▶ _What you should do_
Turn the part of the items that opens with the line containing "Pick out every instance of the white" and runs through the end of the items into a numbered list, leaving out any blank lines. Include nothing outside that part.

##### Data #####

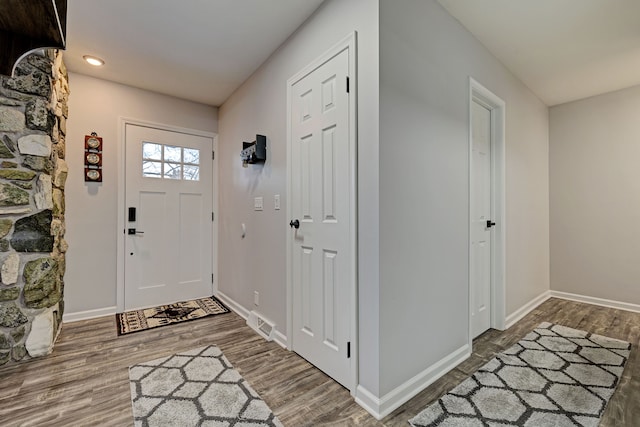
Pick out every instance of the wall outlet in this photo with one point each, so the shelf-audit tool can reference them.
(257, 204)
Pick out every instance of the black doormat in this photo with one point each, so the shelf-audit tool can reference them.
(149, 318)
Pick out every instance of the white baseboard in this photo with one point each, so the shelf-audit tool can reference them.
(383, 406)
(597, 301)
(239, 309)
(88, 314)
(278, 336)
(526, 309)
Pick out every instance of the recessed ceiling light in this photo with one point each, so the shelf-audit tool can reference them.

#####

▶ _Task answer_
1. Pick out every instance of the white baseboard in this photo with one point each, so the shelf-audit tool can reference them.
2. (383, 406)
3. (597, 301)
4. (239, 309)
5. (88, 314)
6. (278, 336)
7. (526, 309)
8. Pick out every instance of the recessed ceiling light in this photo with one point each, so the shelf-audit tool can reference them.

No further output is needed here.